Collect all lines from the listing that include the string "covered".

START Source data

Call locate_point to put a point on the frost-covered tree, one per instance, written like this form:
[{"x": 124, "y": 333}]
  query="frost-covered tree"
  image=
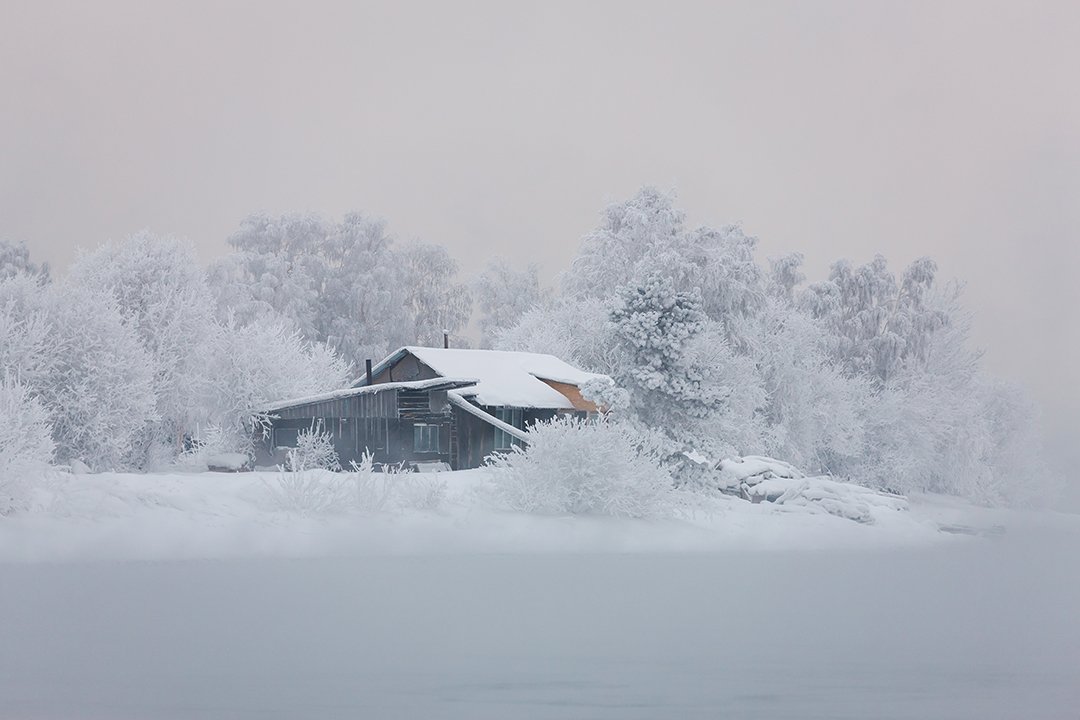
[
  {"x": 98, "y": 388},
  {"x": 677, "y": 375},
  {"x": 260, "y": 363},
  {"x": 646, "y": 235},
  {"x": 878, "y": 324},
  {"x": 15, "y": 259},
  {"x": 630, "y": 232},
  {"x": 578, "y": 330},
  {"x": 603, "y": 467},
  {"x": 435, "y": 303},
  {"x": 162, "y": 296},
  {"x": 274, "y": 269},
  {"x": 25, "y": 341},
  {"x": 812, "y": 411},
  {"x": 26, "y": 443},
  {"x": 503, "y": 295},
  {"x": 342, "y": 283}
]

END Source data

Output of the task:
Call locate_point to put a point on the frost-covered tree, one per instance, written like this form:
  query="frost-covered tree"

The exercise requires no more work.